▶ _Selected excerpt_

►

An advertising SDK from China hides some intent until run-time, allowing iOS apps to collect user data. Apple is already looking to plug the hole in its walled garden.
At least 250 iOS apps have been discovered to collect personal data and the developers who programmed them may not even know.
While updating its Searchlight platform for developers over the weekend, SourceDNA discovered the issue. Apple responded to the situation with a statement, saying it has pulled the offending apps from its App Store:
“We’ve identified a group of apps that are using a third-party advertising SDK, developed by Youmi, a mobile advertising provider, that uses private APIs to gather private information, such as user email addresses and device identifiers, and route data to its company server. This is a violation of our security and privacy guidelines. The apps using Youmi’s SDK have been removed from the App Store and any new apps submitted to the App Store using this SDK will be rejected.”
What’s interesting here is how Youmi’s advertising SDK works around the use of private APIs and data collection, which is forbidden by Apple, and that fact that any developers using the SDK aren’t even aware of the issue.
Youmi’s SDK essentially hides the data collection intent by calling to APIs with strings of data that are created during run-time.
As a result, any App Store review wouldn’t likely catch the problem.
Based on its research, SoureDNA says apps using the SDK from Youmi can collect a list of installed applications as well as the Apple ID, or email address, registered on the iOS device. SecureDNA identified 256 infected apps, which it estimates were installed approximately one million times, with most of the apps built by developers in China.
This isn’t the first time Apple has faced a large-scale app privacy issue from China.
Last month saw XcodeGhost, a mirrored version of the official iOS and OS X app platform, that injected malware in iOS software. It appears that whatever walls Apple tries to build around its App Store garden, China wants to keep looking for cracks.

◄

▶ _Exercise directions_
Extract the full article about the Youmi advertising SDK and the iOS apps removed from the App Store, reproducing every word without changes.

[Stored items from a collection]

►

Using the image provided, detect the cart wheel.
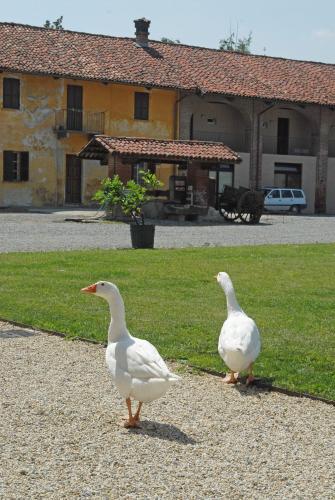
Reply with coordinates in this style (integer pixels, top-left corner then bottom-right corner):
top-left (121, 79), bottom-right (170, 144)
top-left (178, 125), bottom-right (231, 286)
top-left (219, 207), bottom-right (239, 221)
top-left (239, 212), bottom-right (262, 224)
top-left (238, 191), bottom-right (264, 224)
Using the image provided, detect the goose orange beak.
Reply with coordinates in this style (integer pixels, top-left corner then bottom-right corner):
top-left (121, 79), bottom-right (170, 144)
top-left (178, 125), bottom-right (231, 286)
top-left (80, 283), bottom-right (97, 293)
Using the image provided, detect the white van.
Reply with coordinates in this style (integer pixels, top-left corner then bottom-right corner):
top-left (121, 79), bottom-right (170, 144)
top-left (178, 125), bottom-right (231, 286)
top-left (263, 188), bottom-right (307, 213)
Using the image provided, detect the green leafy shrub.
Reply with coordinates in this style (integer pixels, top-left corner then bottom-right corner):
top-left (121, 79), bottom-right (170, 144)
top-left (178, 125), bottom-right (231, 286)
top-left (93, 170), bottom-right (162, 224)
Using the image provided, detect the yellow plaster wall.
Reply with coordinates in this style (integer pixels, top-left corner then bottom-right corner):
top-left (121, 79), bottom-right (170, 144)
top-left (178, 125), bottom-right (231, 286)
top-left (0, 73), bottom-right (177, 206)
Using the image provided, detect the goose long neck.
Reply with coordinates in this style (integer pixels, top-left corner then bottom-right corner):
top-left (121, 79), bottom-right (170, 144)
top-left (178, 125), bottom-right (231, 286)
top-left (108, 294), bottom-right (129, 343)
top-left (221, 278), bottom-right (242, 315)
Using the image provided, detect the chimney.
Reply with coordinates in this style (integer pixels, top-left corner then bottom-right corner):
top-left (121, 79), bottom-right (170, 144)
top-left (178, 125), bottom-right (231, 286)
top-left (134, 17), bottom-right (151, 47)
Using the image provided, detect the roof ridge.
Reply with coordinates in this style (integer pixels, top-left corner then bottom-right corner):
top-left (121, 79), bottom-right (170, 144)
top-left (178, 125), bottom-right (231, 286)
top-left (0, 21), bottom-right (335, 66)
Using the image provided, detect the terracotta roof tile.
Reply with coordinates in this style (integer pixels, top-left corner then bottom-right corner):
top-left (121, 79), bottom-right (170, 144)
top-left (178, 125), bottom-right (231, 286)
top-left (79, 135), bottom-right (240, 163)
top-left (0, 23), bottom-right (335, 105)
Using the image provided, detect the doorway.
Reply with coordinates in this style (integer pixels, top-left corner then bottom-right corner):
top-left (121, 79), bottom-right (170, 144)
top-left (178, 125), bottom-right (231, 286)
top-left (277, 118), bottom-right (290, 155)
top-left (208, 165), bottom-right (234, 209)
top-left (65, 155), bottom-right (82, 204)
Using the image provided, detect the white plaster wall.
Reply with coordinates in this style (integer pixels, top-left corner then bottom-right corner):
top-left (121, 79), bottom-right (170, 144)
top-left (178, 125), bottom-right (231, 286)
top-left (326, 158), bottom-right (335, 214)
top-left (262, 154), bottom-right (316, 214)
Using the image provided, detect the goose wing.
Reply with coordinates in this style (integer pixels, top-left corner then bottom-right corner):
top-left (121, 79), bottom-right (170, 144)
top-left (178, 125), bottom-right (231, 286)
top-left (107, 338), bottom-right (177, 380)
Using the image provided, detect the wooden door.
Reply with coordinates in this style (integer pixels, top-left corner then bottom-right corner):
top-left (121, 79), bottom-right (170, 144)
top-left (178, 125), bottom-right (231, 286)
top-left (65, 155), bottom-right (81, 204)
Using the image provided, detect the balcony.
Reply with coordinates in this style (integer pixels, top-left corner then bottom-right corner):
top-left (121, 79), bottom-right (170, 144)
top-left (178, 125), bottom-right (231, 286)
top-left (262, 135), bottom-right (313, 156)
top-left (55, 109), bottom-right (105, 138)
top-left (193, 130), bottom-right (250, 153)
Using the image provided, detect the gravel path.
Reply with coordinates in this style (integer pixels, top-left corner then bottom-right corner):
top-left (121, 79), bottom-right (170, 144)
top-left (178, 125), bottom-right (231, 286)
top-left (0, 323), bottom-right (335, 500)
top-left (0, 211), bottom-right (335, 252)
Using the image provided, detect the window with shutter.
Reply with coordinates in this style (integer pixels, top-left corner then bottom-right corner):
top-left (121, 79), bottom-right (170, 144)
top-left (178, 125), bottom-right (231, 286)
top-left (3, 78), bottom-right (20, 109)
top-left (134, 92), bottom-right (149, 120)
top-left (3, 151), bottom-right (29, 182)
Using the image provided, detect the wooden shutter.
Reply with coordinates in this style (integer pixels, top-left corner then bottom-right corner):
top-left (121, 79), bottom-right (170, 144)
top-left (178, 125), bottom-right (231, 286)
top-left (134, 92), bottom-right (149, 120)
top-left (3, 78), bottom-right (20, 109)
top-left (20, 151), bottom-right (29, 181)
top-left (3, 151), bottom-right (17, 182)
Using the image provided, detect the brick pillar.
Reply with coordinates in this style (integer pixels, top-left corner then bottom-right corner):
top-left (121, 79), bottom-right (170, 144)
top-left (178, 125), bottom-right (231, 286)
top-left (315, 107), bottom-right (332, 214)
top-left (187, 162), bottom-right (209, 207)
top-left (249, 101), bottom-right (269, 189)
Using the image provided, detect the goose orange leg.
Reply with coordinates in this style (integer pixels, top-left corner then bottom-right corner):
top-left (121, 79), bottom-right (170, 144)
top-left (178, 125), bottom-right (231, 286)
top-left (134, 401), bottom-right (143, 422)
top-left (124, 398), bottom-right (139, 429)
top-left (247, 363), bottom-right (255, 385)
top-left (223, 370), bottom-right (238, 384)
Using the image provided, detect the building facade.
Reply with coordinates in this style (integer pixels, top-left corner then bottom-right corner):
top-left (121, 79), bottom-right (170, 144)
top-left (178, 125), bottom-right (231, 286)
top-left (0, 19), bottom-right (335, 213)
top-left (180, 94), bottom-right (335, 214)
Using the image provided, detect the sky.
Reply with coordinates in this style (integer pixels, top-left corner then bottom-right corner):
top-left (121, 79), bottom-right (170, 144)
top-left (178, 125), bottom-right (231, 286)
top-left (0, 0), bottom-right (335, 63)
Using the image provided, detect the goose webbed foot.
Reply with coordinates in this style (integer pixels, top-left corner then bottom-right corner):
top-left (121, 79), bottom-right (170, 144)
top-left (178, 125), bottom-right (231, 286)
top-left (123, 417), bottom-right (141, 429)
top-left (123, 398), bottom-right (142, 429)
top-left (223, 371), bottom-right (238, 384)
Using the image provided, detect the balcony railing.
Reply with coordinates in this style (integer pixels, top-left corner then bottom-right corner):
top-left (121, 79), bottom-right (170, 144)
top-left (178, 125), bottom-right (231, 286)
top-left (55, 109), bottom-right (105, 134)
top-left (262, 135), bottom-right (313, 156)
top-left (193, 130), bottom-right (250, 153)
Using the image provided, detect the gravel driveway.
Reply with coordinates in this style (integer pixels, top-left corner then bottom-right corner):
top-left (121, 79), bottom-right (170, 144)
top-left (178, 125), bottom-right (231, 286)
top-left (0, 211), bottom-right (335, 252)
top-left (0, 323), bottom-right (335, 500)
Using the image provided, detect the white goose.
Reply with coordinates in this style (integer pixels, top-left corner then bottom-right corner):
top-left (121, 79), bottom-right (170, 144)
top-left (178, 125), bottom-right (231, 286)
top-left (216, 273), bottom-right (261, 384)
top-left (81, 281), bottom-right (180, 427)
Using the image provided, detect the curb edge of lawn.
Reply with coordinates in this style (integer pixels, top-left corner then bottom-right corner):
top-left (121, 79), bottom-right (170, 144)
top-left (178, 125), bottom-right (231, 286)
top-left (0, 317), bottom-right (335, 406)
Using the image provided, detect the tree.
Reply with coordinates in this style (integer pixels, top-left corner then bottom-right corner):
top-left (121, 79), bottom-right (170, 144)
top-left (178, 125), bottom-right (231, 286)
top-left (44, 16), bottom-right (64, 30)
top-left (219, 31), bottom-right (252, 54)
top-left (161, 36), bottom-right (180, 44)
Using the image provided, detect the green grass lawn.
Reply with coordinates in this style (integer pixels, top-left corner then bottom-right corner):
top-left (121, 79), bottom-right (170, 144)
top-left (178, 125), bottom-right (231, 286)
top-left (0, 245), bottom-right (335, 399)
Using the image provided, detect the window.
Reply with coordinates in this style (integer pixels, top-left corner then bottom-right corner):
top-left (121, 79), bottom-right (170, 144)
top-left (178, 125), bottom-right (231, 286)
top-left (3, 78), bottom-right (20, 109)
top-left (131, 161), bottom-right (156, 184)
top-left (274, 163), bottom-right (302, 189)
top-left (134, 92), bottom-right (149, 120)
top-left (66, 85), bottom-right (83, 130)
top-left (3, 151), bottom-right (29, 182)
top-left (269, 189), bottom-right (280, 198)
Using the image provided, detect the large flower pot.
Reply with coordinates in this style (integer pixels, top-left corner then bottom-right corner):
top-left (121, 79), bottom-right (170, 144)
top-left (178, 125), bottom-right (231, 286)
top-left (130, 224), bottom-right (155, 248)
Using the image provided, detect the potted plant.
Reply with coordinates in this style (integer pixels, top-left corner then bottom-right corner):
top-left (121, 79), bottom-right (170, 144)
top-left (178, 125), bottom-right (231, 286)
top-left (93, 170), bottom-right (162, 248)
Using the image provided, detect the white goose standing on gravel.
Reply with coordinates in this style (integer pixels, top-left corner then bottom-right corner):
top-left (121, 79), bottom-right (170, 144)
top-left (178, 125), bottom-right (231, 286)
top-left (216, 273), bottom-right (261, 384)
top-left (81, 281), bottom-right (180, 427)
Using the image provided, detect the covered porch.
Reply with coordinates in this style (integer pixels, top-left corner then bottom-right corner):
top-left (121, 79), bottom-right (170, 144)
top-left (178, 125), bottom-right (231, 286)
top-left (79, 135), bottom-right (241, 219)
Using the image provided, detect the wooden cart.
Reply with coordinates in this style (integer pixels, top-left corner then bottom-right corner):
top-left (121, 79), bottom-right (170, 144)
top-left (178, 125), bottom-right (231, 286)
top-left (218, 186), bottom-right (264, 224)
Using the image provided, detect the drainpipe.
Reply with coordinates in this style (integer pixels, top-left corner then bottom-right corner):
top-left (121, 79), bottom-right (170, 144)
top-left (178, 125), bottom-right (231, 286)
top-left (253, 104), bottom-right (275, 189)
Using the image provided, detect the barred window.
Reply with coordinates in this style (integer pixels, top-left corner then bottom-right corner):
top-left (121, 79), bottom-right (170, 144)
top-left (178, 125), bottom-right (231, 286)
top-left (3, 151), bottom-right (29, 182)
top-left (3, 78), bottom-right (20, 109)
top-left (134, 92), bottom-right (149, 120)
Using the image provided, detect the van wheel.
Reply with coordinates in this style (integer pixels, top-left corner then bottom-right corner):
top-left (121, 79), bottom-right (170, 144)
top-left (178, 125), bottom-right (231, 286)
top-left (291, 205), bottom-right (301, 214)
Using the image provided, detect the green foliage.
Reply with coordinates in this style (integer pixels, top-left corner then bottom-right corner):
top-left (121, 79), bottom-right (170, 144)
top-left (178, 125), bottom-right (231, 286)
top-left (0, 244), bottom-right (335, 400)
top-left (92, 175), bottom-right (124, 210)
top-left (219, 31), bottom-right (252, 54)
top-left (93, 170), bottom-right (162, 224)
top-left (161, 36), bottom-right (180, 45)
top-left (44, 16), bottom-right (64, 30)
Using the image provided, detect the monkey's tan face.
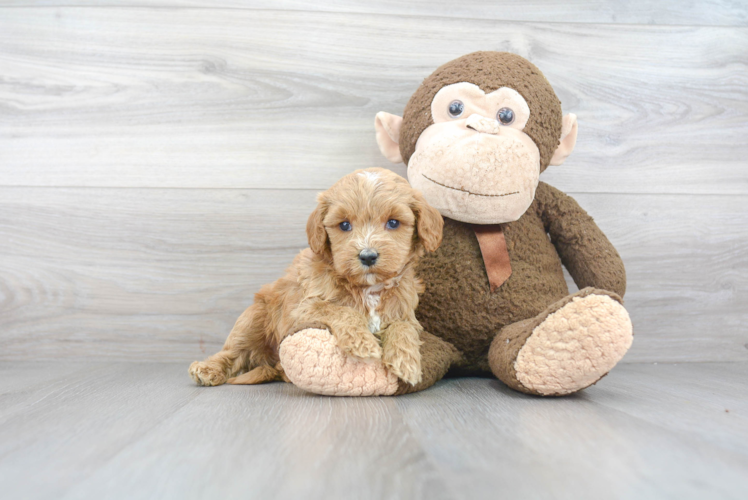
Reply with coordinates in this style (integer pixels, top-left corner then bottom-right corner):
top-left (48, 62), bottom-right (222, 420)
top-left (408, 83), bottom-right (540, 224)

◄

▶ _Task result_
An advertising SDK from China hides some intent until run-time, allowing iOS apps to collect user data. Apple is already looking to plug the hole in its walled garden.
At least 250 iOS apps have been discovered to collect personal data and the developers who programmed them may not even know.
While updating its Searchlight platform for developers over the weekend, SourceDNA discovered the issue. Apple responded to the situation with a statement, saying it has pulled the offending apps from its App Store:
“We’ve identified a group of apps that are using a third-party advertising SDK, developed by Youmi, a mobile advertising provider, that uses private APIs to gather private information, such as user email addresses and device identifiers, and route data to its company server. This is a violation of our security and privacy guidelines. The apps using Youmi’s SDK have been removed from the App Store and any new apps submitted to the App Store using this SDK will be rejected.”
What’s interesting here is how Youmi’s advertising SDK works around the use of private APIs and data collection, which is forbidden by Apple, and that fact that any developers using the SDK aren’t even aware of the issue.
Youmi’s SDK essentially hides the data collection intent by calling to APIs with strings of data that are created during run-time.
As a result, any App Store review wouldn’t likely catch the problem.
Based on its research, SoureDNA says apps using the SDK from Youmi can collect a list of installed applications as well as the Apple ID, or email address, registered on the iOS device. SecureDNA identified 256 infected apps, which it estimates were installed approximately one million times, with most of the apps built by developers in China.
This isn’t the first time Apple has faced a large-scale app privacy issue from China.
Last month saw XcodeGhost, a mirrored version of the official iOS and OS X app platform, that injected malware in iOS software. It appears that whatever walls Apple tries to build around its App Store garden, China wants to keep looking for cracks.